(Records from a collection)
-- Start --
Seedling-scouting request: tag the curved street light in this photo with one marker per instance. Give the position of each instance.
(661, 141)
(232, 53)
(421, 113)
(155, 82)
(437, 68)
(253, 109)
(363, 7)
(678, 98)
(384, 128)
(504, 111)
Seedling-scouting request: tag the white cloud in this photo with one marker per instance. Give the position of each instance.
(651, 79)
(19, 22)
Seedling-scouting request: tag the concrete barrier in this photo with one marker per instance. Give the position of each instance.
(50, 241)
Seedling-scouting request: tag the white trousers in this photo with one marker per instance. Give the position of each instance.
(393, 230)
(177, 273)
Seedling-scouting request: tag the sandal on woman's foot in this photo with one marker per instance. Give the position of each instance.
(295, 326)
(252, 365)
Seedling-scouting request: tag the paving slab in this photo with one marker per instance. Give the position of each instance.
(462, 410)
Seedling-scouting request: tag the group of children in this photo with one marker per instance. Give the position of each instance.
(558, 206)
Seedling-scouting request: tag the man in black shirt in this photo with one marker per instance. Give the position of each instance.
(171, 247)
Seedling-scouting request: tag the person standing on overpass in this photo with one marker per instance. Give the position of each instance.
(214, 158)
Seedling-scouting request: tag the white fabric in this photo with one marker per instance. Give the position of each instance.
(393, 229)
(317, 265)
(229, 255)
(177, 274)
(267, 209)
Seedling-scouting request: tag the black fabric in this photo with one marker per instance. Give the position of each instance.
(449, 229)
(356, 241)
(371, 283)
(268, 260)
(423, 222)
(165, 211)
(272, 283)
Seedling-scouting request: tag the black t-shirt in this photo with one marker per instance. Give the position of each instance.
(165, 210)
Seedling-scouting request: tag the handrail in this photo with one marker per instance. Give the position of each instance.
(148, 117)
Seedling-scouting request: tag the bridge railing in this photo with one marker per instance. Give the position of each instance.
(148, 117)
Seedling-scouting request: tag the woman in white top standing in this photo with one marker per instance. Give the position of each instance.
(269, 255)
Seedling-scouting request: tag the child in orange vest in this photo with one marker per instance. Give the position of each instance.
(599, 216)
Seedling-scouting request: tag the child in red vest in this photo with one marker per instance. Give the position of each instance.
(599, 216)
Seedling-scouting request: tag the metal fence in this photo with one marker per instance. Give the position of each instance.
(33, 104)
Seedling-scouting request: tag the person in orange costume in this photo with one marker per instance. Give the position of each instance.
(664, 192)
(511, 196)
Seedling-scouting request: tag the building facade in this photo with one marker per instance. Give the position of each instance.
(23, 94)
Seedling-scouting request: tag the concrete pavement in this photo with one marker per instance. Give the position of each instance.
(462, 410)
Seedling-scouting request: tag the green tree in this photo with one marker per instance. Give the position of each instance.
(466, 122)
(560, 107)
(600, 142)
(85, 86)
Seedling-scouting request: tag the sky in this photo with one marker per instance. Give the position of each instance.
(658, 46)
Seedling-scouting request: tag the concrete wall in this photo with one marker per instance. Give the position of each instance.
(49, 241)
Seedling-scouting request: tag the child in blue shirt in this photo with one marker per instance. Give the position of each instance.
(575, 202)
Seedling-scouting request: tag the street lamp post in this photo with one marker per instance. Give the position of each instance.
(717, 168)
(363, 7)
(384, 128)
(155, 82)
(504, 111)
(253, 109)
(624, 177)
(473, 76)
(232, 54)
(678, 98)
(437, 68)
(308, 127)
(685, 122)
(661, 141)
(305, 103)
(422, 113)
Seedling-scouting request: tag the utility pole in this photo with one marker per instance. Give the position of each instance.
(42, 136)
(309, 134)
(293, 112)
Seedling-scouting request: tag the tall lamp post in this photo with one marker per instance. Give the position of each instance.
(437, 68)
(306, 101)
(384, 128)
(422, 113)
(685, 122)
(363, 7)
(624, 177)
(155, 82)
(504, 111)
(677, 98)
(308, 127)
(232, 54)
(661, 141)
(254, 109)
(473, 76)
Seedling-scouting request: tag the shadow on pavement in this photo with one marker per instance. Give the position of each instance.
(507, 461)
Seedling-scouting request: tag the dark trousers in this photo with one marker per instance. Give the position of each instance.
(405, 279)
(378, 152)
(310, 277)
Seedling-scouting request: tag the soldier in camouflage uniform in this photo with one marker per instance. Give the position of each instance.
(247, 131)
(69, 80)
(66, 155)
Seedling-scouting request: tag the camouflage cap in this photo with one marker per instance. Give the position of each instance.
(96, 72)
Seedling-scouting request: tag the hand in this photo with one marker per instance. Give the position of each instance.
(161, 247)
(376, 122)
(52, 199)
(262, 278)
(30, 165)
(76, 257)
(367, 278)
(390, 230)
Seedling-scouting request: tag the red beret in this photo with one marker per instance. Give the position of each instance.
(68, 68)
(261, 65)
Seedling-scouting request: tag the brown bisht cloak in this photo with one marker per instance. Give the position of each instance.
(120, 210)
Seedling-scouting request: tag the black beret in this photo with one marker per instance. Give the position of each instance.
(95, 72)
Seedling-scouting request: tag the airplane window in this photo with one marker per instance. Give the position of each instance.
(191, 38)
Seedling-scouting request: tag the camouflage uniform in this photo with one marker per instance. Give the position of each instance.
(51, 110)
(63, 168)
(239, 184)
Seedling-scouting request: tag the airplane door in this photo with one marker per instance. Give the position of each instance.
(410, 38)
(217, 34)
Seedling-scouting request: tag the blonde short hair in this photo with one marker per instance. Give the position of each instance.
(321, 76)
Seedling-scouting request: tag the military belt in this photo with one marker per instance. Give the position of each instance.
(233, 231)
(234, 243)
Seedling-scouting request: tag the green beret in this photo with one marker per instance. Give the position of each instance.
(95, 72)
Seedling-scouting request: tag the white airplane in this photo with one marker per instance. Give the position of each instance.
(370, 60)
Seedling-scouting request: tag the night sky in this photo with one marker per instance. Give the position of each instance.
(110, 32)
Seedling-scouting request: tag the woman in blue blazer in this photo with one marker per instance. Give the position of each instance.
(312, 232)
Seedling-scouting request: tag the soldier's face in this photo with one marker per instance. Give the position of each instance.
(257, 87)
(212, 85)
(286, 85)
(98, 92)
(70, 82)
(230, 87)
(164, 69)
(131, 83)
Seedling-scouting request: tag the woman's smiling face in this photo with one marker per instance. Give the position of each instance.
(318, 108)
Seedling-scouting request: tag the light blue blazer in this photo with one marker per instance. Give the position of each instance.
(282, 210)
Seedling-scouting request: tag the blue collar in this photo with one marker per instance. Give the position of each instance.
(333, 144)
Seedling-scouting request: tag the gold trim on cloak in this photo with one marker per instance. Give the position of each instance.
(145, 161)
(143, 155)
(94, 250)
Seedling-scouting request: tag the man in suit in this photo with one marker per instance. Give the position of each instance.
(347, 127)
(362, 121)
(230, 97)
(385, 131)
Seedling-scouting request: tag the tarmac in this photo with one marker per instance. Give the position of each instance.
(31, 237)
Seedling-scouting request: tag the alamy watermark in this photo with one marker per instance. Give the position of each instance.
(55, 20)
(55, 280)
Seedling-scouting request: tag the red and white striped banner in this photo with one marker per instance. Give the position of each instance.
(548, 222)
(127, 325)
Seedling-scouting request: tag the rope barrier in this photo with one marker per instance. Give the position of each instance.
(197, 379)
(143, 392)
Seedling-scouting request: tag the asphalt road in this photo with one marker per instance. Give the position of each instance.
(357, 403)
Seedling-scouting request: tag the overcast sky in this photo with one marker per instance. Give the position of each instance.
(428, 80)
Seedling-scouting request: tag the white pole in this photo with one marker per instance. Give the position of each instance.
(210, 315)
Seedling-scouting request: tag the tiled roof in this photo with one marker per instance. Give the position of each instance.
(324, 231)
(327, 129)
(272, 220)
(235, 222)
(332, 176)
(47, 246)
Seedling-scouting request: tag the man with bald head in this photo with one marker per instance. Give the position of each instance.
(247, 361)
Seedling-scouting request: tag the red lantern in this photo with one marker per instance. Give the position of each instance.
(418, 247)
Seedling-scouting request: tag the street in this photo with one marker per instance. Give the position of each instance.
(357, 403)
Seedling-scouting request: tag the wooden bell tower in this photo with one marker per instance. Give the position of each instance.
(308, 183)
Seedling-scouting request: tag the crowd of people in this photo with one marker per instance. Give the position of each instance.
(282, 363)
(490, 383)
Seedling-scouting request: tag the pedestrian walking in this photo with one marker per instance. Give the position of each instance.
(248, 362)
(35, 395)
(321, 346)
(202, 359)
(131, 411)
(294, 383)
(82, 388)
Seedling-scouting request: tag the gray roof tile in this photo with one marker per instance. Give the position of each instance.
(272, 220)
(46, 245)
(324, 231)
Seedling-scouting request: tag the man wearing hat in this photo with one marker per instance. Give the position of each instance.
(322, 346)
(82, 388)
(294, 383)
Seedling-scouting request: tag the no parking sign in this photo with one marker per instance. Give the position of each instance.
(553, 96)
-- End --
TASK TO COMPLETE -> Transcribe exactly, and only, the lines from the one bearing "Seedling-scouting request: tag the man with" through the last line of the entries, counting both.

THE REPLY ->
Seedling-scouting request: tag the man with bald head in this photo with one marker per instance. Give the position of each instance.
(247, 361)
Seedling-scouting request: tag the red lantern in this photo with one marker per instance. Give the position of each instance.
(418, 247)
Seedling-scouting request: tag the street in this photo with one marker per instance. Give the position of each instance.
(357, 403)
Seedling-scouting request: tag the wooden bell tower in this photo with one marker per instance. Give the position of each instance.
(308, 183)
Seedling-scouting request: tag the crowd of people in this photo with one marker per instance. Give the position of each instance.
(282, 363)
(490, 383)
Seedling-scouting request: tag the pedestrian walking in this photo with one marker per instance. Give the position of each instance.
(248, 362)
(35, 395)
(321, 346)
(202, 359)
(131, 411)
(294, 383)
(82, 388)
Seedling-scouting request: tag the gray roof tile in this photo with one marker per instance. Give the position of each instance.
(272, 220)
(46, 245)
(324, 231)
Seedling-scouting request: tag the man wearing hat in this photo with one marker per instance. Give the position of each instance.
(322, 346)
(82, 388)
(294, 383)
Seedling-scouting request: tag the no parking sign in this photo with one marker per instance. Give the position of each instance.
(553, 96)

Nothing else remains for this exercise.